> **ACTIVITY**: Set down exactly the lines below, starting at the one that contains "Target: grassy slope" and ending at the one that contains "Identify the dark storm", with both of those lines included and nothing else.

** DATA FOR ANALYSIS follows **

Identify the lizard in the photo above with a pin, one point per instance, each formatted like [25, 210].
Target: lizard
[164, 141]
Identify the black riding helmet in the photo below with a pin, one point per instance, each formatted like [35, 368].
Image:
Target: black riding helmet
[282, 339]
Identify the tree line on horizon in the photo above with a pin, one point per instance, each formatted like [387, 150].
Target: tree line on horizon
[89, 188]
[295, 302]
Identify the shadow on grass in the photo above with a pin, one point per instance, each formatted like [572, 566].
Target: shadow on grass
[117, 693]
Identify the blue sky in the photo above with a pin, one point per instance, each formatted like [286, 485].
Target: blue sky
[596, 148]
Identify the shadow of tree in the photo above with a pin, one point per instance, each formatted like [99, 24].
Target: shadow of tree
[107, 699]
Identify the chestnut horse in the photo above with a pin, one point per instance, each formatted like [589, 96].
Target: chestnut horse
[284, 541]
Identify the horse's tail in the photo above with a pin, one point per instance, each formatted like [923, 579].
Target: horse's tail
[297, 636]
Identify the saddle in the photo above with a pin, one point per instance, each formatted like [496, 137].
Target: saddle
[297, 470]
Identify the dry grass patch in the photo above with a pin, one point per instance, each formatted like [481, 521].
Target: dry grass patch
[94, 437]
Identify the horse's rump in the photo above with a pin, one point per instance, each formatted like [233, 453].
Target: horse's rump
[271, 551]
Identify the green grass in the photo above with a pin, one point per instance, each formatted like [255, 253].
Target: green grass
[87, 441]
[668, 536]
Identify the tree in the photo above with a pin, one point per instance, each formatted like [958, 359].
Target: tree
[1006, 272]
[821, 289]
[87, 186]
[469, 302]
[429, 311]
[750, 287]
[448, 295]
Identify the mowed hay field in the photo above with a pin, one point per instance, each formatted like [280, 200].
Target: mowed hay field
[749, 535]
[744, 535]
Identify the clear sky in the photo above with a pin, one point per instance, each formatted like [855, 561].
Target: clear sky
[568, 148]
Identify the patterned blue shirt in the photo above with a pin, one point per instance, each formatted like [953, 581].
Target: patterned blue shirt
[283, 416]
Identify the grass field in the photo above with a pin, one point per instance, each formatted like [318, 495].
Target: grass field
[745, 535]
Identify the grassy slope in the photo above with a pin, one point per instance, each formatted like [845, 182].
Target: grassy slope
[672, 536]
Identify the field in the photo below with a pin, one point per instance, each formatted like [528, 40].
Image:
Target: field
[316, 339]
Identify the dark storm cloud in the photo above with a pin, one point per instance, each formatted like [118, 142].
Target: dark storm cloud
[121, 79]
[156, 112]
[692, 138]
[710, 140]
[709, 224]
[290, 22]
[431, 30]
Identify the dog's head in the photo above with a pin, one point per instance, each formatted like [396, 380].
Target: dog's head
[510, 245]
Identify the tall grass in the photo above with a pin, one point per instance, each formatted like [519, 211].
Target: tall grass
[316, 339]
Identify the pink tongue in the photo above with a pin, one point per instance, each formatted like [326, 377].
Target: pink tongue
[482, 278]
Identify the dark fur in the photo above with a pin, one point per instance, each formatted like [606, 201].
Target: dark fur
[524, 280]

** End of DATA FOR ANALYSIS **

> **PROBLEM SOLUTION**:
Target: grassy slope
[672, 536]
Identify the field in the photo below with a pin, one point per instance, each formatted like [528, 40].
Image:
Target: field
[316, 339]
Identify the dark storm cloud in the photo above with a pin, one point per instance, each formatted like [118, 142].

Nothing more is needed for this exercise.